Bounding box annotation items
-- START --
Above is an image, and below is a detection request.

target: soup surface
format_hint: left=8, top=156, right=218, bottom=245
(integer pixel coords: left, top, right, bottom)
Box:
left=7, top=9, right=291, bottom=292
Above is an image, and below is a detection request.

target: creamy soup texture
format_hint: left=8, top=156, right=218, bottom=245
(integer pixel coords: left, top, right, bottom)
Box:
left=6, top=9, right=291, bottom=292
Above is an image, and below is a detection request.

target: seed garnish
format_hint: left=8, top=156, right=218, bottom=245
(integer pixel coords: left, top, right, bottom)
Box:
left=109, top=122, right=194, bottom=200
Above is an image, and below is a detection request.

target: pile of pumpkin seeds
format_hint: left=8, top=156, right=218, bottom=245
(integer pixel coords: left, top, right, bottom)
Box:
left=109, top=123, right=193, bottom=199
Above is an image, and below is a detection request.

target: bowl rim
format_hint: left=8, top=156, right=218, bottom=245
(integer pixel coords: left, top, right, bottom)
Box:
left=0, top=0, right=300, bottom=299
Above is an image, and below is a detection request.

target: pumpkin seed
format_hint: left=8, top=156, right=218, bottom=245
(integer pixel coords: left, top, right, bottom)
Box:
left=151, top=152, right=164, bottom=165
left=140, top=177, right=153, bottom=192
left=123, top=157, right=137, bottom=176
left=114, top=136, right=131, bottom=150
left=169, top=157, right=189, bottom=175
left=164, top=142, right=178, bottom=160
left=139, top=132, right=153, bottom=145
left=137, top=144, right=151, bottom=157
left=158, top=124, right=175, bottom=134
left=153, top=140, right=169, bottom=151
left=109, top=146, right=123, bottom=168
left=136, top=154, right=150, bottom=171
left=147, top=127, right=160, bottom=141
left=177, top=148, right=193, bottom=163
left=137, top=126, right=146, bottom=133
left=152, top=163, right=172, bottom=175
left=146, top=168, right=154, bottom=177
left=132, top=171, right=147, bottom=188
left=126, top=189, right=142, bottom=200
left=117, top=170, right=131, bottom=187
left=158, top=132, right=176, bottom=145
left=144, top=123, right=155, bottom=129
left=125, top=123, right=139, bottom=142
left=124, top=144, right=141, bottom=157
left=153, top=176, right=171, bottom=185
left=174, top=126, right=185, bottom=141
-- END --
■ **Requirements**
Edit the items above so that "target" becomes "object" everywhere it appears, leaving all other text as it is.

■ **Exercise response**
Above is an image, and below is a detection request.

object: soup surface
format_hint: left=8, top=156, right=218, bottom=245
(integer pixel coords: left, top, right, bottom)
Box:
left=7, top=9, right=291, bottom=292
Above is an image, and below is a detection request.

object: creamy soup texture
format_hint: left=8, top=156, right=218, bottom=245
(integer pixel coords: left, top, right, bottom)
Box:
left=6, top=9, right=291, bottom=292
Above is an image, and below is a detection request.

object: seed garnish
format_hint: left=8, top=156, right=218, bottom=245
(integer pixel coords: left, top, right, bottom)
Box:
left=109, top=122, right=194, bottom=200
Above is an image, and below is a detection request.

object: pile of pumpkin seeds
format_hint: left=8, top=156, right=218, bottom=245
(integer pixel coords: left, top, right, bottom)
Box:
left=109, top=123, right=193, bottom=199
Above is an image, and below is a detection request.

object: bowl rim
format_hint: left=8, top=156, right=218, bottom=245
(integer pixel coords: left, top, right, bottom)
Box:
left=0, top=0, right=300, bottom=299
Above is an image, and below is a detection request.

object: pumpkin seed
format_hint: left=8, top=156, right=218, bottom=245
(integer pixel coords: left, top, right, bottom)
Box:
left=151, top=152, right=164, bottom=165
left=140, top=177, right=153, bottom=192
left=123, top=157, right=137, bottom=176
left=114, top=136, right=131, bottom=150
left=169, top=157, right=189, bottom=175
left=164, top=142, right=178, bottom=160
left=139, top=132, right=153, bottom=145
left=137, top=144, right=151, bottom=157
left=158, top=124, right=175, bottom=134
left=153, top=140, right=169, bottom=151
left=109, top=146, right=123, bottom=168
left=136, top=154, right=150, bottom=171
left=147, top=127, right=160, bottom=141
left=177, top=148, right=193, bottom=163
left=137, top=126, right=146, bottom=133
left=152, top=163, right=172, bottom=175
left=146, top=168, right=154, bottom=177
left=132, top=171, right=147, bottom=188
left=126, top=189, right=142, bottom=200
left=117, top=170, right=131, bottom=187
left=158, top=132, right=176, bottom=145
left=144, top=123, right=155, bottom=129
left=125, top=123, right=139, bottom=142
left=124, top=144, right=141, bottom=157
left=153, top=176, right=171, bottom=185
left=174, top=126, right=185, bottom=141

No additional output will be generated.